>> start Text block
Don't Forget the Motor City!!

At a DC symposium on Wednesday, U.S. Education Secretary Arne Duncan once again called Detroit "arguably the worst" school system in the country, and "Ground Zero" for education reform. The good news is city leaders are finally putting money and muscle into turning the situation around. Here's a specific date to watch: February 1, 2011. That's when proposals to open new high schools in the fall of 2012 are due to Michigan Future Schools, the business/education/philanthropic nonprofit that's spearheading the city's turnaround effort.

Michigan Future Schools has a straightforward approach. They want more quality high schools (defined as "students graduating ready for college without remediation"). They support one active high school and are already incubating four more, two charter and two non. They're basically agnostic about the governance question -- but they're hoping that some great charter EMO/CMO outfits apply.
>> end Text block
>> start Extracted material
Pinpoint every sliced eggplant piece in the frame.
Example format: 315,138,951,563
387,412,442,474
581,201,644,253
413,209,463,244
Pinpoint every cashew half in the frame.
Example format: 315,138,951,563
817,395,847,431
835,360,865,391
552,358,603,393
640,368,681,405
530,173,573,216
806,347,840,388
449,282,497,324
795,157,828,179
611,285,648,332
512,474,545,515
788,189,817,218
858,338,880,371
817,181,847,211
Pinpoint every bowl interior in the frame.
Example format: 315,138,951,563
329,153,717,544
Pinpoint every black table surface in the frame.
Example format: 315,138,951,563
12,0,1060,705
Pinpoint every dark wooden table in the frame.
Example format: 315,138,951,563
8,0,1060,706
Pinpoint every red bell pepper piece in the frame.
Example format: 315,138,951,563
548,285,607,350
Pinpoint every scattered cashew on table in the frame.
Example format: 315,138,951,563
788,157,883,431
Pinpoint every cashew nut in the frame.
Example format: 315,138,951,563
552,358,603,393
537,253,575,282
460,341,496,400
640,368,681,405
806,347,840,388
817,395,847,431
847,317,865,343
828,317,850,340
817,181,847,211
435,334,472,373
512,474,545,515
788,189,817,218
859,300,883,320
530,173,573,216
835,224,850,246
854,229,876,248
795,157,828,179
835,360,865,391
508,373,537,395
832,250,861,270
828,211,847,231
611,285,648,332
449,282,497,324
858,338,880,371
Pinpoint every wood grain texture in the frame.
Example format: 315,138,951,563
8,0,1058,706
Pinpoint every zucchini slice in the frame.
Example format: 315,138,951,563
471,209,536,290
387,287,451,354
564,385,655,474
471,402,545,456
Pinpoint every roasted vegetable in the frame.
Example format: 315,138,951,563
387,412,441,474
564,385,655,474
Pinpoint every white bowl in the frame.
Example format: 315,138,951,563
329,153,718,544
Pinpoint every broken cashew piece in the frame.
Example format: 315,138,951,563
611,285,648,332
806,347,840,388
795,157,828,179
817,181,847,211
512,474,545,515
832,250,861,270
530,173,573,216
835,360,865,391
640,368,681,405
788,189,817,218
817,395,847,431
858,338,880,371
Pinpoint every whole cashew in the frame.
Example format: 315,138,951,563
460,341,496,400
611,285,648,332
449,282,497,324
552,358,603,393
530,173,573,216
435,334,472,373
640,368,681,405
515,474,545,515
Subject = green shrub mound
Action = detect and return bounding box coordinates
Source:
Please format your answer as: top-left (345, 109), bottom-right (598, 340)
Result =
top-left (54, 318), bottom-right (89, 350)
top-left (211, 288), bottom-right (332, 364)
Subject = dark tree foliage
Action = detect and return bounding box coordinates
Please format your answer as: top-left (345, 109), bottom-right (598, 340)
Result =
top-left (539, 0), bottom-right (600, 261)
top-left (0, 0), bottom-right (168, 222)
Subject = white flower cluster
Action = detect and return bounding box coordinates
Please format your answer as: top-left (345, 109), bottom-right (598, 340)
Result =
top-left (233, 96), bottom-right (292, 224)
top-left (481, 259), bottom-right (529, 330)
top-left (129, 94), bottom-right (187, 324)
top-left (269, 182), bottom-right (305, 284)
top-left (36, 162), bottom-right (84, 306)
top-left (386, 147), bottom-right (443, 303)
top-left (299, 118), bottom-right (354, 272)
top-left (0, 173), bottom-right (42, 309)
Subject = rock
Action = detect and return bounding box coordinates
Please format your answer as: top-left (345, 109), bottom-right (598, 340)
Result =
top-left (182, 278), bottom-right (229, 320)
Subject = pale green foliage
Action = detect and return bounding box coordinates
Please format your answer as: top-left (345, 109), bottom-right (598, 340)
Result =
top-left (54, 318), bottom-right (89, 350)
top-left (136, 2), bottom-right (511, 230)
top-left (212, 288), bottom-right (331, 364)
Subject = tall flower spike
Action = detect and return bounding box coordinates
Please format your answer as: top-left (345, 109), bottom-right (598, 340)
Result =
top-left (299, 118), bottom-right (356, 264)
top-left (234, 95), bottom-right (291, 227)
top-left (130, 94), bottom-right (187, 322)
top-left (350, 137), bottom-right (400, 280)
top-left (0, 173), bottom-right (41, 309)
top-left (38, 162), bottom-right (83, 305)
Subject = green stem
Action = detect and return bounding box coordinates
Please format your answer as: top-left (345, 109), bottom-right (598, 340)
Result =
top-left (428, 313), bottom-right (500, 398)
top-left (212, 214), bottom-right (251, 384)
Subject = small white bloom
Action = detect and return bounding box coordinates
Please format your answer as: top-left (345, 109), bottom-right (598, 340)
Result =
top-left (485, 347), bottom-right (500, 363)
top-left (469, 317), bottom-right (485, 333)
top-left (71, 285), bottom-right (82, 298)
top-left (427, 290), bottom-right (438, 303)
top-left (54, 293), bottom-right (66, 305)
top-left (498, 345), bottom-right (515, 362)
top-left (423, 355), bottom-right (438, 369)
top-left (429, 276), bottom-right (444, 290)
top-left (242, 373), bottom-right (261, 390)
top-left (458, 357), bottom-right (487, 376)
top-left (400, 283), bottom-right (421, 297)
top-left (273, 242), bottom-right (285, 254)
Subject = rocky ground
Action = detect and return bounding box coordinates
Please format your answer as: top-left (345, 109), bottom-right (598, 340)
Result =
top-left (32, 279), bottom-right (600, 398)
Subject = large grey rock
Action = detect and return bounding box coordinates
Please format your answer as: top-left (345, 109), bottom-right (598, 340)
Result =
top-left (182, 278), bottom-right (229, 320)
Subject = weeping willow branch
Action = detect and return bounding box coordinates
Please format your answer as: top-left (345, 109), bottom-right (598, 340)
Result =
>> end Extracted material
_What to do_:
**a.** Summarize the Detroit school reform text in two sentences.
**b.** List every phrase that appears inside quotation marks in the Detroit school reform text.

_Solutions_:
**a.** At a DC symposium, U.S. Education Secretary Arne Duncan again called Detroit "arguably the worst" school system in the country and "Ground Zero" for education reform, while city leaders are now putting money and muscle into a turnaround led by the nonprofit Michigan Future Schools. The group wants more quality high schools, supports one active high school and is incubating four more, and proposals for new high schools opening in fall 2012 are due to it on February 1, 2011.

**b.**
- "arguably the worst"
- "Ground Zero"
- "students graduating ready for college without remediation"